Segment Start: SELECTED PASSAGE

The fragility of our civilization has become apparent. The world's barbarians are at the gate and we, unlike those who came before us, seem oblivious to the fact. While we sacrifice the lives of many of the best among us in a "war on terror" -- or as the current administration prefers to call it: a war on "man-caused disasters" -- we ignore the cultural disintegration taking place all around us. We experience a national trauma when 20 young children are savagely murdered in their classroom, but we celebrate as freedom the far greater but equally savage slaughter of 50 million innocent children in the womb...and we apparently do not see the connection between the two. Today I read of three young men, all in their teens, who shot and killed a young jogger. After their arrest one of them told the police that they were bored and decided to kill someone. Yes, once they believe in nothing, they will believe in anything.

As a nation our response to all the chaos is to attack the symptoms. We "stop and frisk." We build up our swat teams and turn our police forces into small (and some not so small) armies. We take real-time video of everything and everybody. We send drones into our skies to watch ourselves living our lives below. We allow strangers at airports to treat us with disdain, to violate our persons, and to do virtually anything they want...all because of our cowardice.

We worry so much about our security and safety that we willingly allow a government on steroids to trample on our freedoms. As one of our parishioners said to me the other day, "I don't really care what the government does so long as it keeps the terrorists away." I hope he does not awaken one morning and discover there is little difference between the two.

Ben Stein, a man I have long admired even though I do not always agree with him, addressed the NSA's invasions of privacy in his latest online diary entry by writing:
My wife said it well tonight. “I have nothing to hide,” she said. “I’m not afraid of the NSA.”
I actually am nowhere near the person Big Wifey is, but I am not afraid of the NSA either. I am very afraid of the terrorists. It’s that simple.

Segment End: SELECTED PASSAGE

_CHECK YOUR UNDERSTANDING_
A) Reproduce the passage on security and freedom from "As a nation" up to and including "of our cowardice.".
B) Carry on the passage on security and freedom, picking up right after its last sentence.

Segment Start: DATASET RECORDS

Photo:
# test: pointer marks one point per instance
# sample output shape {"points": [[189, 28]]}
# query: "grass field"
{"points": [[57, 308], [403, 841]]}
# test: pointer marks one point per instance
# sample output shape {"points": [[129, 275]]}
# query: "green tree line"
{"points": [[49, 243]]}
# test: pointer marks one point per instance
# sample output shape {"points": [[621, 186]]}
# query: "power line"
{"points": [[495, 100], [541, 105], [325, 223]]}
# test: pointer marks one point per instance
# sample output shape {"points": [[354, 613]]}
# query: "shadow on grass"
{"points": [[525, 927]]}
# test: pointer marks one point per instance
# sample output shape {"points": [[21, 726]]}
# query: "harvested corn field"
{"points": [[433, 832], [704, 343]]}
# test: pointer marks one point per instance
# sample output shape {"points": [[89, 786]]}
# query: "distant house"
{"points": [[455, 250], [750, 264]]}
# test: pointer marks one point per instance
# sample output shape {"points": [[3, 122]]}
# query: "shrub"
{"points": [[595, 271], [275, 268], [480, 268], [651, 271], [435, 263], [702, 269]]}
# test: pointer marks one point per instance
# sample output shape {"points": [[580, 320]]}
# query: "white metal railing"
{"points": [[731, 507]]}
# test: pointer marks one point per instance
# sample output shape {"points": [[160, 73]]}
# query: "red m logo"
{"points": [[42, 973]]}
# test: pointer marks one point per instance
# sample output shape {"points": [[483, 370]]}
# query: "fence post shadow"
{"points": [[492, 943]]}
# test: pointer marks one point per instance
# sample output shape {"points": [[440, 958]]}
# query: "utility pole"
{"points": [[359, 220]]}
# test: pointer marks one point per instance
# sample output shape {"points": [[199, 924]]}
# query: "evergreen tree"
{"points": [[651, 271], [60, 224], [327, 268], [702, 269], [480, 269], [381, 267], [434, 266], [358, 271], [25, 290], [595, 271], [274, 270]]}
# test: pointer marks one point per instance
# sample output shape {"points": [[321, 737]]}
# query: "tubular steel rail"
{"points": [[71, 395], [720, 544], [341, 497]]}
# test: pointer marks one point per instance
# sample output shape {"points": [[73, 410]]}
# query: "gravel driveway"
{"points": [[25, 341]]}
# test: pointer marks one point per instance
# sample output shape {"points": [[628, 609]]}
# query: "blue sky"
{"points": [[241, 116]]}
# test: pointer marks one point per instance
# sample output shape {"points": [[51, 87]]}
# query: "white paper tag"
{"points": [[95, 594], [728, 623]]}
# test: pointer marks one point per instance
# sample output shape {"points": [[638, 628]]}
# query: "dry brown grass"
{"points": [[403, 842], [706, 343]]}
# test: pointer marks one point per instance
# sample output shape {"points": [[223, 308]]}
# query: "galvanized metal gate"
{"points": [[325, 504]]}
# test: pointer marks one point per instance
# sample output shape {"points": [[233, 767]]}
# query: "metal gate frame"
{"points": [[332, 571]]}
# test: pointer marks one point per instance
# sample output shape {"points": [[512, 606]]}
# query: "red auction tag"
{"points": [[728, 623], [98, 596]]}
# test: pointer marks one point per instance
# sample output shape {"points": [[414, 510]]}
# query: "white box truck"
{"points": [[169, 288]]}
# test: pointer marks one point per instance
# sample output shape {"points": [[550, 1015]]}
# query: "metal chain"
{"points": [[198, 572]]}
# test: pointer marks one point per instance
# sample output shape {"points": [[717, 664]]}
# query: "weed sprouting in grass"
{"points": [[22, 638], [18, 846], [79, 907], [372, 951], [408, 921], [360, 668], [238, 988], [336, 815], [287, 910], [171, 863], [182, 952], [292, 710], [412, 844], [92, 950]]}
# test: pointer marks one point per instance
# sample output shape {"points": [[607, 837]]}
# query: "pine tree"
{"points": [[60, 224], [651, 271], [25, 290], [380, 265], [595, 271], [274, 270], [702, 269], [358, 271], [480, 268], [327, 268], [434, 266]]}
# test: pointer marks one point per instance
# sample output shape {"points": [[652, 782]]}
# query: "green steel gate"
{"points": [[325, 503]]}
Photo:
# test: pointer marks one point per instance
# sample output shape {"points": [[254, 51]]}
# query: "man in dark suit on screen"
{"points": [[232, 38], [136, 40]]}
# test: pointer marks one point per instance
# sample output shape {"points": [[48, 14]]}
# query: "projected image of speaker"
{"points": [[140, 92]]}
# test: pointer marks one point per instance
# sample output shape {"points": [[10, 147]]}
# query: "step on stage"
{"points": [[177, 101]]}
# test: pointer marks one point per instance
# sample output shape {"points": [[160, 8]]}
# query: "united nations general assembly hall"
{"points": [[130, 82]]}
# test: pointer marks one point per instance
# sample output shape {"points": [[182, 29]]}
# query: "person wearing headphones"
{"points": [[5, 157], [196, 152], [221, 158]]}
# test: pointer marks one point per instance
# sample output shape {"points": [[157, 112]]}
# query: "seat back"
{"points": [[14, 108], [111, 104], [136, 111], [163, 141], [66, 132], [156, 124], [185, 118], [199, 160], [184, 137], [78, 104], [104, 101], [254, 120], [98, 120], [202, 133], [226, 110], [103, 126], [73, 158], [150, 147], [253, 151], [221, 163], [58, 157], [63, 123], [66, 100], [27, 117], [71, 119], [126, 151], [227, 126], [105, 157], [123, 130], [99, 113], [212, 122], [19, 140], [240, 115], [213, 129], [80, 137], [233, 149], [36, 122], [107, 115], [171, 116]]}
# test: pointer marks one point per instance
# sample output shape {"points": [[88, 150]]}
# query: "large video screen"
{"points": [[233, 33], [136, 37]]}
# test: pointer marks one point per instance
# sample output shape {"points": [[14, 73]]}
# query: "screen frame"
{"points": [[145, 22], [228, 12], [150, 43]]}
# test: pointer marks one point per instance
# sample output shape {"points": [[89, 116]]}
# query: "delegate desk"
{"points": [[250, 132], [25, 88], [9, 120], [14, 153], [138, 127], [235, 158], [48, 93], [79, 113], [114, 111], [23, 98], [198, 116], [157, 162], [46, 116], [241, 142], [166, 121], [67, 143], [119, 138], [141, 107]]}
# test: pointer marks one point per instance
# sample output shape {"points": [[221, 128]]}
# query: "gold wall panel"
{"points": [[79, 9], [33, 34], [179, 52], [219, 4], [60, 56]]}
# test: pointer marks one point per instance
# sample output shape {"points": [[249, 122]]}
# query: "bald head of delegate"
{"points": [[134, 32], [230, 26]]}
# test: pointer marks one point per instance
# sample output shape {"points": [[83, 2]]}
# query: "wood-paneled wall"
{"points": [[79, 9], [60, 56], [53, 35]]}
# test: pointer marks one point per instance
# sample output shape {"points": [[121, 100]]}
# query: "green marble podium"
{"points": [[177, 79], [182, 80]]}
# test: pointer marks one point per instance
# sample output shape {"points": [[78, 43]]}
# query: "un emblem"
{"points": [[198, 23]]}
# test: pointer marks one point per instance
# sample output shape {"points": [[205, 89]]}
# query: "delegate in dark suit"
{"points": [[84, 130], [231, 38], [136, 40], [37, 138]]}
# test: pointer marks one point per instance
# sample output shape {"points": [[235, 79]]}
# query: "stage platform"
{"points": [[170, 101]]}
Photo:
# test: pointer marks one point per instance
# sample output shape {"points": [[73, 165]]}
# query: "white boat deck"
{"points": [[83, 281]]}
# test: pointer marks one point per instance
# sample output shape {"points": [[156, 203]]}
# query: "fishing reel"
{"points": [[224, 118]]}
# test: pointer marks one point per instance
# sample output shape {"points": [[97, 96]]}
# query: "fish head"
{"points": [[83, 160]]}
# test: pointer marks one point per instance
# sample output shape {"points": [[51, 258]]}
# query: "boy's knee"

Segment End: DATASET RECORDS

_RESPONSES FOR EACH TASK_
A)
As a nation our response to all the chaos is to attack the symptoms. We "stop and frisk." We build up our swat teams and turn our police forces into small (and some not so small) armies. We take real-time video of everything and everybody. We send drones into our skies to watch ourselves living our lives below. We allow strangers at airports to treat us with disdain, to violate our persons, and to do virtually anything they want...all because of our cowardice.

B)
Yes, Mr. Stein, it is that simple: we have become a nation of cowards. At least you are honest about your cowardice. Most are not. As a nation we have shown ourselves to be far more concerned with our personal safety than with the loss of our liberty. I wore the uniform of this nation for almost 30 years and willingly placed myself in harm's way. My brother, father and grandfather did the same. And I believe I can honestly say that each of us would have given his life for this nation, for the Constitution we were sworn to defend, and for the freedoms it guarantees for all of us. Now I'm the only one left, but believe me, I have never considered my life as important as those freedoms.


This is why I am so disturbed to hear Americans, when asked about the NSA's intrusive spying, say, "If you've got nothing to hide, you have nothing to worry about." Hanging on the wall in front of me is a framed but dirty and slightly tattered armband. It contains a roughly sewn Star of David with "Sachsenhausen" stenciled beneath it. A Jewish friend gave it to me because it caused him too much pain. It had belonged to his great uncle who had survived several camps and managed to stay alive until he was liberated. I keep it on my wall to remind me of what humanity is capable of, to remind me of the existence of original sin. The people forced to wear such armbands in such horrible places as Sachsenhausen also believed they had nothing to hide, nothing to worry about.They were wrong.

The solution to the problem we face is not to be found in the symptoms. It's buried deep within the cause. We are a nation that has rejected its Judeo-Christian roots. We have ceased to live our faith, to preach it openly, to pray in the public square. Too many today have turned their backs on God not realizing that the only road to salvation for this nation is to turn back to God.